__Task objective__. Count the lines in the records below that contain the string "outline", matching case exactly. Reply with the number only.

* * *

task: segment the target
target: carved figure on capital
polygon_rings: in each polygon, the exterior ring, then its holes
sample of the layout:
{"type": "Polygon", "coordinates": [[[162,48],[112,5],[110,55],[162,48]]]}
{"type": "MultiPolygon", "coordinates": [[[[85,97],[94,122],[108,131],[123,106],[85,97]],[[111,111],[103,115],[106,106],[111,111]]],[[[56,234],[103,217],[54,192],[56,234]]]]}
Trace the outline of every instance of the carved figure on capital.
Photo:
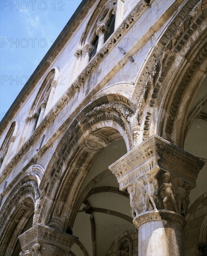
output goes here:
{"type": "Polygon", "coordinates": [[[170,174],[168,172],[165,172],[163,174],[162,179],[162,184],[159,188],[157,194],[159,194],[162,198],[164,209],[165,210],[170,210],[168,206],[168,203],[171,202],[173,203],[175,211],[178,212],[175,199],[175,189],[170,182],[170,174]]]}
{"type": "Polygon", "coordinates": [[[138,180],[127,188],[129,194],[131,213],[134,218],[144,209],[145,192],[143,180],[138,180]]]}
{"type": "Polygon", "coordinates": [[[40,245],[39,243],[35,243],[32,245],[32,256],[42,256],[40,252],[40,245]]]}
{"type": "Polygon", "coordinates": [[[158,182],[155,177],[155,174],[151,175],[146,174],[144,177],[144,181],[145,183],[144,186],[144,190],[145,191],[145,211],[149,210],[150,202],[152,204],[153,209],[157,209],[154,200],[154,196],[156,194],[158,189],[158,182]]]}

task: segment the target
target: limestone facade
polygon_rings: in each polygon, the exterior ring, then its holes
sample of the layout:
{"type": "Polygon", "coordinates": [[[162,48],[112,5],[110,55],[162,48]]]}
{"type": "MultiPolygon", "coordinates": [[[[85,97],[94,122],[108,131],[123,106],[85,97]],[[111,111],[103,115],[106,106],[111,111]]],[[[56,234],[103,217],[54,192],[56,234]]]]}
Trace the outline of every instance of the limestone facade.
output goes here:
{"type": "Polygon", "coordinates": [[[1,256],[205,255],[207,7],[82,1],[0,123],[1,256]]]}

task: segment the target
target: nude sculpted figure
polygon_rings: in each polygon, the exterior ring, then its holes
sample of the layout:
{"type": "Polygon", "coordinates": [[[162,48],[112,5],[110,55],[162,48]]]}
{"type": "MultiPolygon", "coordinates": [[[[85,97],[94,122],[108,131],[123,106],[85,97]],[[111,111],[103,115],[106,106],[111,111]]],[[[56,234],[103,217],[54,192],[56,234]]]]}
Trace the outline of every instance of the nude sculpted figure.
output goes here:
{"type": "Polygon", "coordinates": [[[170,174],[168,172],[166,172],[164,174],[163,179],[163,183],[162,185],[159,188],[157,194],[163,189],[164,195],[163,203],[165,209],[168,209],[167,203],[169,200],[170,200],[173,204],[175,210],[176,212],[178,212],[177,204],[174,196],[175,195],[175,190],[173,185],[170,182],[170,174]]]}

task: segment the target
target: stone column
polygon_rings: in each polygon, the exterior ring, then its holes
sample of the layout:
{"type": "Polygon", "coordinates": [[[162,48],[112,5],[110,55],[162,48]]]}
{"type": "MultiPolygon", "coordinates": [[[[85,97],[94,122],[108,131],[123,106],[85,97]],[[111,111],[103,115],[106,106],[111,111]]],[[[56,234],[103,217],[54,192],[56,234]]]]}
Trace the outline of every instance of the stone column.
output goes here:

* * *

__Finished task__. 4